* **Material provided**:
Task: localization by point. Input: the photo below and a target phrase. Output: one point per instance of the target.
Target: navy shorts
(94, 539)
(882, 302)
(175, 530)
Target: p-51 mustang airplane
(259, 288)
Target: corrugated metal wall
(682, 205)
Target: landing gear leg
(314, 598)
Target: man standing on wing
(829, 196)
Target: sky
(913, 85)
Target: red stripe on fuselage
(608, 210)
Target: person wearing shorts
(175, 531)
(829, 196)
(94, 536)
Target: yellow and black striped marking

* **Your objective**: Recast all the records above as a Markdown table with two columns, Row and Line. Put one non-blank line per row, number the rows in order, and leave out blank lines.

* **Full output**:
| Row | Line |
|---|---|
| 1 | Task: localization by point. Input: the photo below and a target phrase. Output: one point per instance of the target. |
| 2 | Target: navy shorts |
| 3 | (94, 539) |
| 4 | (882, 302) |
| 5 | (175, 530) |
| 6 | Target: p-51 mustang airplane |
| 7 | (259, 288) |
| 8 | Target: corrugated metal wall |
| 9 | (682, 205) |
| 10 | Target: landing gear leg |
| 11 | (314, 598) |
| 12 | Target: man standing on wing |
| 13 | (829, 196) |
| 14 | Target: sky |
| 15 | (913, 85) |
| 16 | Target: red stripe on fuselage |
| 17 | (608, 210) |
| 18 | Target: person wearing shorts |
| 19 | (175, 531) |
| 20 | (829, 196) |
| 21 | (94, 536) |
| 22 | Target: yellow and black striped marking |